----- Datos de entrada

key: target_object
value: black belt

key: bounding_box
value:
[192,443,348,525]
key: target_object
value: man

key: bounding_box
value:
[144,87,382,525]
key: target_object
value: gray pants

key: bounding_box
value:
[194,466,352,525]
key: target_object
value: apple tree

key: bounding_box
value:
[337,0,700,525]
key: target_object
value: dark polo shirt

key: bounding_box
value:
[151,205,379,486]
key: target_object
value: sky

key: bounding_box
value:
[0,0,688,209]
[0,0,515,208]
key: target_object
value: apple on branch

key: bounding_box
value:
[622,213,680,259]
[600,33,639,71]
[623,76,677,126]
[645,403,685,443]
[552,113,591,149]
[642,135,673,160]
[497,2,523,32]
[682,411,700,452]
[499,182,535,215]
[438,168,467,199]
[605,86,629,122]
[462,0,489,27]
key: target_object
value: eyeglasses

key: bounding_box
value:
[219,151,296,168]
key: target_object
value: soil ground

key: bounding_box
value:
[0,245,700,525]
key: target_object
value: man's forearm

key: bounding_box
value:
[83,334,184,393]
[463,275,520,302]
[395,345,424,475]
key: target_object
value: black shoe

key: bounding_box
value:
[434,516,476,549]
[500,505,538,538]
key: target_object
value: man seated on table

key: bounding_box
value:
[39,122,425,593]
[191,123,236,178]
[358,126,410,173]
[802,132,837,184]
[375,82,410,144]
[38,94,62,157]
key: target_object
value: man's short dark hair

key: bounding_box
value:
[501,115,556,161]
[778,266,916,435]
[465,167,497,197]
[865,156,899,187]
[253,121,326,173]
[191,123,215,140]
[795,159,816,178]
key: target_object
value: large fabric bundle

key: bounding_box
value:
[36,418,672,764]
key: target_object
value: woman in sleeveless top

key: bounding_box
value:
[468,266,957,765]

----------

Objetivo de la tarea: Reescribe todo el material desde el principio hasta la línea que contiene "[500,505,538,538]", incluida esa línea. Cambia "gray pants" por "blue pants" y deja todo lo demás igual.

Respuesta al ejercicio:
key: target_object
value: black belt

key: bounding_box
value:
[192,443,348,525]
key: target_object
value: man

key: bounding_box
value:
[144,87,382,525]
key: target_object
value: blue pants

key: bounding_box
value:
[194,466,352,525]
key: target_object
value: apple tree

key: bounding_box
value:
[337,0,700,525]
key: target_object
value: dark polo shirt

key: bounding_box
value:
[151,205,379,486]
key: target_object
value: sky

key: bounding_box
value:
[0,0,688,209]
[0,0,515,208]
key: target_object
value: apple on branch

key: bounding_box
value:
[622,213,680,259]
[600,33,639,71]
[623,76,677,126]
[645,403,685,443]
[552,113,591,149]
[642,135,673,160]
[497,2,523,32]
[682,411,700,452]
[499,182,535,215]
[438,168,467,199]
[605,86,629,122]
[462,0,489,27]
key: target_object
value: eyeglasses

key: bounding_box
value:
[219,151,296,168]
key: target_object
value: soil ground

key: bounding_box
value:
[0,245,700,525]
key: target_object
value: man's forearm

key: bounding_box
value:
[83,334,184,393]
[463,275,520,302]
[395,345,424,475]
key: target_object
value: black shoe

key: bounding_box
value:
[434,516,476,549]
[500,505,538,538]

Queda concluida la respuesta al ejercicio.